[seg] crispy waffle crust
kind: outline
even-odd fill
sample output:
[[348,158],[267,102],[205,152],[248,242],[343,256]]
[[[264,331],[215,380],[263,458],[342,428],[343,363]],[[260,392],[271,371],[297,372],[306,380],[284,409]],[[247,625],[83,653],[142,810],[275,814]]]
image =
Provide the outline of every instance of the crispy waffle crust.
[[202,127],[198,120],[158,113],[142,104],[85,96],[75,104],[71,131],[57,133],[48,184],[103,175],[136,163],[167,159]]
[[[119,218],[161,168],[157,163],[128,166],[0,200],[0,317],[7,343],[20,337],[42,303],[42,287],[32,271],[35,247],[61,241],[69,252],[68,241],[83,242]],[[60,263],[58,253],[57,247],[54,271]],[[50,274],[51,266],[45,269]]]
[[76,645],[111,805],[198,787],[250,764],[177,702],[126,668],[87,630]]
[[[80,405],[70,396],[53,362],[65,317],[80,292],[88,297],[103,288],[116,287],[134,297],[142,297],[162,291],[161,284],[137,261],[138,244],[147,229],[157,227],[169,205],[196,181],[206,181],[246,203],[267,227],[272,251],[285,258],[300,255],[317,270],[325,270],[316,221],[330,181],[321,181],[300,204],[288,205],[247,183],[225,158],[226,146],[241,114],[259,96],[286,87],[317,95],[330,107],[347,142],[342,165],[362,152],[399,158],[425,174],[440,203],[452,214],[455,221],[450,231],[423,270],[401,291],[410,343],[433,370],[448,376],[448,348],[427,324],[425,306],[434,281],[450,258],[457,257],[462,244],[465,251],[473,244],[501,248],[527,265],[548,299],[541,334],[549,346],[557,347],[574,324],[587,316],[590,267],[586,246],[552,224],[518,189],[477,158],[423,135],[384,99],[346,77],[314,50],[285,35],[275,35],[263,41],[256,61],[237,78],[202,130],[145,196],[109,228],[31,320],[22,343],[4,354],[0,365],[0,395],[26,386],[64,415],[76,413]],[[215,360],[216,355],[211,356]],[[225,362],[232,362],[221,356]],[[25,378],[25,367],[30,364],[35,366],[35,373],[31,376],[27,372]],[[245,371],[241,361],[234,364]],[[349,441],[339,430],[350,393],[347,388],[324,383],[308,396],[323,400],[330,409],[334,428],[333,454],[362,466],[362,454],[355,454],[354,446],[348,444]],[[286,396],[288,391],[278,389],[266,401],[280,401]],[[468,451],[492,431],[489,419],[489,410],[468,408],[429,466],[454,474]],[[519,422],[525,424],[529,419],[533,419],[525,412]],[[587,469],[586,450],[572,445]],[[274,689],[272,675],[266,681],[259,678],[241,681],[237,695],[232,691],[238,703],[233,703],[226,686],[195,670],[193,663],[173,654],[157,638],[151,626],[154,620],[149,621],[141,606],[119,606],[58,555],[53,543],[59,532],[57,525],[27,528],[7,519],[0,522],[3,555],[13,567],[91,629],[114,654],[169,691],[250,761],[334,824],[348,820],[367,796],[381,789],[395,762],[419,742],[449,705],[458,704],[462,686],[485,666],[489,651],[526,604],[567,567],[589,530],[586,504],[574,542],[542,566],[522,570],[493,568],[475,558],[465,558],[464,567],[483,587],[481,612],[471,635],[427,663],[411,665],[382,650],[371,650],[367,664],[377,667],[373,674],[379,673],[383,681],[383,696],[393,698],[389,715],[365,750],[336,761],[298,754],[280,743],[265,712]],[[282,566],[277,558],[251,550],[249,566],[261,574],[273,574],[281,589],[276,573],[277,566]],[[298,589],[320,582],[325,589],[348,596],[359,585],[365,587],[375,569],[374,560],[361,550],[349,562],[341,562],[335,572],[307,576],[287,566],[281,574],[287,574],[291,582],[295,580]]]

==================================================

▸ Written exercise:
Find every line in the listing above that contains the word "crispy" and copy each one in full.

▸ In response:
[seg] crispy waffle crust
Provide the outline of every instance of the crispy waffle crust.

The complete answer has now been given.